• Texte fourni:
=======

Nous avons donc imperceptiblement au fil des décennies changer non seulement de siècle, mais surtout de représentations au sujet de la nature humaine. La vision que porte aujourd’hui la classe politique sur la nature humaine, a rompu avec une transcendance jugée douteuse et suspecte de collusion avec une pensée religieuse, donc contraire à la neutralité exigée.

Notre régime juridique actuel est sous-tendu par une autre vision de l’être humain que celle du législateur en 1905. De leur côté, les cultes n’ont pas tant varié sur leurs principes. Ils réaffirment l’origine et la vocation divine de l’homme, quand bien-même nous avons aujourd’hui une phénoménale capacité exploratoire du corps humain.

La question devient donc : la non-ingérence de l’Etat n’est-elle pas devenue une fiction juridique ? La neutralité de l’Etat est-elle vraiment possible ?
Oui, s’il y a un consensus sur la nature humaine, et non s’il n’y a pas de consensus. Ce que nous appelons aujourd’hui la neutralité de l’Etat par rapport aux trois grandes traditions monothéistes cache une affiliation à une tradition rationaliste et scientiste (au sens ou la science est normative d’une vision de l’être humain) ; une affiliation qui énonce un postulat sur l’origine et le devenir de l’homme. Il y a là un authentique conflit, une opposition et une concurrence qui ont fait percevoir à des jeunes que la laïcité était en fait le culte d’une religion sur l’homme promu par un Etat athée. J’ai souvenir d’une émission radiophonique sur France Culture, il y a plus de 10 ans, dans laquelle un journaliste enquêtant dans les citées demandait à un jeune adolescent : « selon toi, quelle est ma religion ? » « Toi, tu es français » lui répondit le jeune garçon attestant de sa confusion entre l’identité républicaine et la religion.

=======

• Entrées fournies:
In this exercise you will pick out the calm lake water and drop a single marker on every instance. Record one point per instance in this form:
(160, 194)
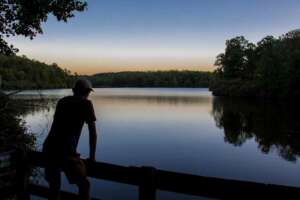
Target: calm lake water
(184, 130)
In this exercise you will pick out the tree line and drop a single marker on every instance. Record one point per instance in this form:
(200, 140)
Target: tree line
(270, 68)
(172, 78)
(22, 73)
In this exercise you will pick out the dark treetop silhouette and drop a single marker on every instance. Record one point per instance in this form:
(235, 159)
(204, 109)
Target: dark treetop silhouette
(271, 68)
(24, 17)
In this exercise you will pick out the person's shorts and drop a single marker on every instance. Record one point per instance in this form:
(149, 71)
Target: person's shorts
(72, 166)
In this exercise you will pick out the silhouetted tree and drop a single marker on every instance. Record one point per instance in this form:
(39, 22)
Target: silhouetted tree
(271, 68)
(24, 17)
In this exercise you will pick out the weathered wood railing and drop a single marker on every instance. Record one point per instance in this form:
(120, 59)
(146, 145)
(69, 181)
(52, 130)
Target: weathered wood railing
(149, 180)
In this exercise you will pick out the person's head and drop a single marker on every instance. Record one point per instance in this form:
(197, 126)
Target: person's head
(82, 88)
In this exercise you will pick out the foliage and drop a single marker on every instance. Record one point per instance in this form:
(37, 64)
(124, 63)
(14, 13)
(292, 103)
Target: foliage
(22, 73)
(25, 17)
(152, 79)
(271, 68)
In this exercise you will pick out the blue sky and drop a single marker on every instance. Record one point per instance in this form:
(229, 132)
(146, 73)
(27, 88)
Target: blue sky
(118, 35)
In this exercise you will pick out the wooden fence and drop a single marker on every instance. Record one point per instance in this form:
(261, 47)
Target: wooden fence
(149, 180)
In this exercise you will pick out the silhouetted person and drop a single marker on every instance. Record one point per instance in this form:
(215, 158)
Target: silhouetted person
(61, 143)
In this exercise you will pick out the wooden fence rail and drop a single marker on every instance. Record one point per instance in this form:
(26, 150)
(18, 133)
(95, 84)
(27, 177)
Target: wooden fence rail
(149, 180)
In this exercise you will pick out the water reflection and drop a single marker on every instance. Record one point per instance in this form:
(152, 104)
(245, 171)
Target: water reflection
(275, 126)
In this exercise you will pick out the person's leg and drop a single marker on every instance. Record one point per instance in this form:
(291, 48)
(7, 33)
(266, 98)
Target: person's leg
(53, 177)
(84, 189)
(76, 173)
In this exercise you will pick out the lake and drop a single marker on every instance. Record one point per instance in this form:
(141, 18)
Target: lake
(184, 130)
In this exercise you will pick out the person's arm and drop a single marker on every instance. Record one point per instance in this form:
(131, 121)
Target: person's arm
(92, 140)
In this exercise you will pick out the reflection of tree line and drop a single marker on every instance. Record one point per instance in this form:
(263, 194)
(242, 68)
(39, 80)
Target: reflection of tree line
(172, 100)
(275, 126)
(13, 132)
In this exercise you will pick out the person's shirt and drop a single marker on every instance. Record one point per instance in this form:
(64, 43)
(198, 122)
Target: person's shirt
(70, 115)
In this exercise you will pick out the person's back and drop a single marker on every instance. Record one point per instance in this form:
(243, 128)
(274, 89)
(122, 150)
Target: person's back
(70, 115)
(61, 143)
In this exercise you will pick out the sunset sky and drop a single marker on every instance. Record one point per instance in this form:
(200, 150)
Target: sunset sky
(119, 35)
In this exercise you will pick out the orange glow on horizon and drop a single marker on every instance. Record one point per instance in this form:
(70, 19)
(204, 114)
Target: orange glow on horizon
(94, 70)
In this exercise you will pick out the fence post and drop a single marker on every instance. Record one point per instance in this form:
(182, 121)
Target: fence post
(147, 188)
(22, 176)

=======

• Tâches à réaliser:
**1.** Relevez toutes les phrases interrogatives du texte fourni, y compris celle rapportée entre guillemets.
**2.** Combien de lignes des entrées contiennent la chaîne "silhouetted", en tenant compte de la casse ? Indiquez uniquement le nombre.

• Résultats par tâche:
**1.**
- La non-ingérence de l’Etat n’est-elle pas devenue une fiction juridique ?
- La neutralité de l’Etat est-elle vraiment possible ?
- selon toi, quelle est ma religion ?

**2.** 4